STUDY TEXT
= Beginning of Section =

= NMNAT3 =

Nicotinamide mononucleotide adenylyltransferase 3 (NMNAT3) is an enzyme that in humans is encoded by the NMNAT3 gene.

NMNAT3 is the third of three protein isoforms of nicotinamide-nucleotide adenylyltransferase (NMNAT) found in humans. As with the other NMNATs, NMNAT3 is an enzyme that catalyzes nicotinamide adenine dinucleotide (NAD) synthesis. NMNAT3 levels are highest in liver, heart, skeletal muscle, and erythrocytes.

NMNAT3 is localized in mitochondria or cytoplasm, depending upon the cell type. Knockdown of NMNAT3 gene expression in cell culture strongly reduces mitochondrial function. NMNAT3 is essential for maintaining NAD in red blood cells.

The catechin epigallocatechin gallate found in tea can activate NMNAT3 by more than 40%.

= End of Section =

WHAT TO WORK ON
- a) In the NMNAT3 text, rewrite the span between "Nicotinamide mononucleotide adenylyltransferase" and "muscle, and erythrocytes.", inclusive, changing "erythrocytes" to "red blood cells".
- b) Please carry the NMNAT3 text on from its final sentence.

SOURCE MATERIAL
= Beginning of Section =

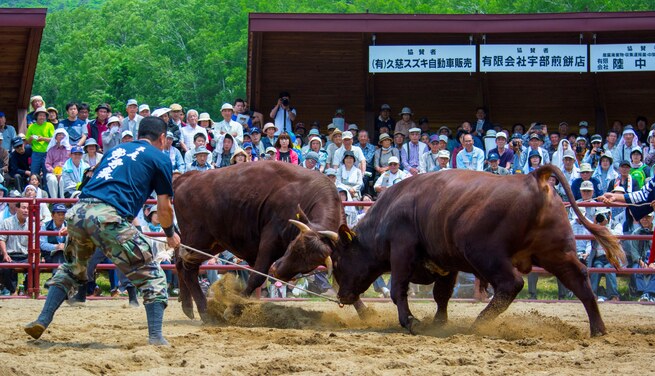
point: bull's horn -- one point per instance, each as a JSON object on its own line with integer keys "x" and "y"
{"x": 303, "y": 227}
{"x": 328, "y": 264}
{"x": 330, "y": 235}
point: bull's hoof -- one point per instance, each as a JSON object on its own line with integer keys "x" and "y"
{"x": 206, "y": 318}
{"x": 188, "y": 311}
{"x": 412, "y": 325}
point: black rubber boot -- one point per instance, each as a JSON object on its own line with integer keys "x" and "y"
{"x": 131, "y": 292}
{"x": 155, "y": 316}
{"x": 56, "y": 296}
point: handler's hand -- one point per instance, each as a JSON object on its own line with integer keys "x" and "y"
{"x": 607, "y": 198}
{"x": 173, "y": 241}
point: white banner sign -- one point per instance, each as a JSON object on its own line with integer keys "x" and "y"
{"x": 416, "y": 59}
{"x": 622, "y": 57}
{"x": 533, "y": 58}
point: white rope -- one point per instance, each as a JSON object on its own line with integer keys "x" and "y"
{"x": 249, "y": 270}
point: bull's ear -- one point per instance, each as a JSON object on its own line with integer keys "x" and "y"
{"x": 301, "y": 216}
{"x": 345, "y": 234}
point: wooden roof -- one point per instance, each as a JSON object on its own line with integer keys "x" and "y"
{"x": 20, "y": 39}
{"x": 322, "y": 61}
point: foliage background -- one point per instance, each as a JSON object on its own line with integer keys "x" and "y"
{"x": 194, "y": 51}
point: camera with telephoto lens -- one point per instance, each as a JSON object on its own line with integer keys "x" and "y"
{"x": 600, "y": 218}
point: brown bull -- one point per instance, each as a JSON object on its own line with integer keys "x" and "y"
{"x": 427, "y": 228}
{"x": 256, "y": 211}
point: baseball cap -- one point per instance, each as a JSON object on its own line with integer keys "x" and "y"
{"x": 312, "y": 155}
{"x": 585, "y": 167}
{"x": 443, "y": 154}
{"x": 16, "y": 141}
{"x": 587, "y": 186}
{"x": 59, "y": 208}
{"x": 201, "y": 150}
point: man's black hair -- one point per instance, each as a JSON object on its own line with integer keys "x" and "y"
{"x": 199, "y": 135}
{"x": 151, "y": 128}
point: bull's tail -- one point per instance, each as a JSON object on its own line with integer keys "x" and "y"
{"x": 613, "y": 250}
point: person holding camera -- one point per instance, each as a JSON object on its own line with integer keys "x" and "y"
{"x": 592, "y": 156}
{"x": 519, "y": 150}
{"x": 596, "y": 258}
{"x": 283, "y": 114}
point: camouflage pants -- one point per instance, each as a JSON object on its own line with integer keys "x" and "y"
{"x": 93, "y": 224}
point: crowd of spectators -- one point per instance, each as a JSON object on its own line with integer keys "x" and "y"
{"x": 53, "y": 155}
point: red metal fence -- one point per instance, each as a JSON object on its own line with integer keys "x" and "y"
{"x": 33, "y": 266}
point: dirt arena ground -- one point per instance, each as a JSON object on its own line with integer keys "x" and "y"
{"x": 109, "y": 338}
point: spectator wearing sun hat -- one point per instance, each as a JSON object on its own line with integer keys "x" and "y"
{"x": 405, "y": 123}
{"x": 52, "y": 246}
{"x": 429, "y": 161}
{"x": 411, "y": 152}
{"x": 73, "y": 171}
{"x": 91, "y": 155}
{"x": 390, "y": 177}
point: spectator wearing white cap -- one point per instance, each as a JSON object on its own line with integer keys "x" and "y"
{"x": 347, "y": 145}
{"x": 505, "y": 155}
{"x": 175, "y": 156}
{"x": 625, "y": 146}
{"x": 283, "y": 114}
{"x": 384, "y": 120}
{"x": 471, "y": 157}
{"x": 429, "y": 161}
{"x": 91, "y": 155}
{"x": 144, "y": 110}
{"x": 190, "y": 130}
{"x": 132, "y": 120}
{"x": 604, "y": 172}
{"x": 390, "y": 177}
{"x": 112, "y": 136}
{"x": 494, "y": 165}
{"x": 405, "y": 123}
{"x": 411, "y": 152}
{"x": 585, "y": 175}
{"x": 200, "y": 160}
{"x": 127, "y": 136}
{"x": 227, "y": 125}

= End of Section =

OUTPUTS IN ORDER
- a)
Nicotinamide mononucleotide adenylyltransferase 3 (NMNAT3) is an enzyme that in humans is encoded by the NMNAT3 gene.

NMNAT3 is the third of three protein isoforms of nicotinamide-nucleotide adenylyltransferase (NMNAT) found in humans. As with the other NMNATs, NMNAT3 is an enzyme that catalyzes nicotinamide adenine dinucleotide (NAD) synthesis. NMNAT3 levels are highest in liver, heart, skeletal muscle, and red blood cells.

- b)
Until January 2026, mutations in the NMNAT3 gene had not been associated with any known human disease, although it had been discovered that NMNAT3 deficiency causes hemolytic anemia in mice. In January 2026, researchers at the University Medical Center Utrecht in Utrecht, The Netherlands, were the first to link NMNAT3 deficiency to disease in vivo, in a patient with unexplained hereditary hemolytic anemia. The patient was successfully treated by supplementing NAD.